### Exercise materials
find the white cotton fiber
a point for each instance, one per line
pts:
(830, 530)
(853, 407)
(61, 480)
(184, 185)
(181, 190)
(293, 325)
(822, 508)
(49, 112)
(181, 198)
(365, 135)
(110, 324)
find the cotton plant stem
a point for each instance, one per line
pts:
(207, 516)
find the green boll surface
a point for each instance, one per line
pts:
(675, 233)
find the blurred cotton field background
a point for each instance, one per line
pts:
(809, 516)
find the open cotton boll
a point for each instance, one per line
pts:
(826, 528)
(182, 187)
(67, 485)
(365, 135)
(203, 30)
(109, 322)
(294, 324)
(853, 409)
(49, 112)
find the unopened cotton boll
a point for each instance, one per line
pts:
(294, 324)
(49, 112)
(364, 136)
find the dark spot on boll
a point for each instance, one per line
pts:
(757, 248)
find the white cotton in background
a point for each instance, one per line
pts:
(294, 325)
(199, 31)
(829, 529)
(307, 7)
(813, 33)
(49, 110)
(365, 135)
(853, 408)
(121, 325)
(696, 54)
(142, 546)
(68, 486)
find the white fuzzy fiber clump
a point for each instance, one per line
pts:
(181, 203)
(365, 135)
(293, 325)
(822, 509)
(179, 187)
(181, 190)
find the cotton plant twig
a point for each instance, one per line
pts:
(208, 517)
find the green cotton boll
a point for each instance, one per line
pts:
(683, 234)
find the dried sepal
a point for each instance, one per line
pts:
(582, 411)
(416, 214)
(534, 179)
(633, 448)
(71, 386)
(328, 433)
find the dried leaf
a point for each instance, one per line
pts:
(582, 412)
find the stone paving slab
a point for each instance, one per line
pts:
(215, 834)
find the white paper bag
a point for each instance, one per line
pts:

### Exercise objective
Write out the material from the first line to the last, exactly.

### The completed task
find the white cotton fiber
a point for each instance, one per line
pts:
(830, 530)
(853, 407)
(61, 480)
(184, 185)
(181, 190)
(293, 325)
(822, 508)
(49, 112)
(181, 198)
(365, 135)
(110, 324)
find the cotton plant stem
a point for each instance, one per line
pts:
(207, 516)
find the green boll surface
a point for each instance, one per line
pts:
(675, 233)
find the blurred cotton field background
a point for each instance, one per line
pts:
(809, 516)
find the open cotton boll
a point for each instance, one per line
pts:
(826, 528)
(182, 187)
(67, 485)
(365, 135)
(203, 30)
(109, 322)
(294, 324)
(853, 409)
(49, 112)
find the unopened cotton boll
a point for each instance, one per line
pts:
(294, 324)
(49, 112)
(364, 136)
find the dark spot on boll
a point for each instance, one per line
pts:
(757, 248)
find the white cotton in background
a point for each instance, one per line
pts:
(294, 325)
(199, 31)
(829, 529)
(307, 7)
(813, 33)
(49, 110)
(365, 135)
(853, 408)
(121, 325)
(696, 54)
(142, 546)
(68, 486)
find the white fuzzy fiber clump
a point for each instance, one per line
pts:
(181, 203)
(365, 135)
(293, 325)
(822, 509)
(179, 187)
(181, 190)
find the cotton plant twig
a point for each instance, one per line
pts:
(208, 517)
find the green cotton boll
a point for each instance, one per line
pts:
(683, 234)
find the dried sepal
a point for each instance, one per line
pts:
(582, 411)
(416, 214)
(534, 179)
(633, 448)
(71, 386)
(328, 433)
find the dried leaf
a point for each instance, one per line
pts:
(582, 412)
find the stone paving slab
a point for each instance, one per line
pts:
(215, 834)
find the white paper bag
a point for each instance, one per line
pts:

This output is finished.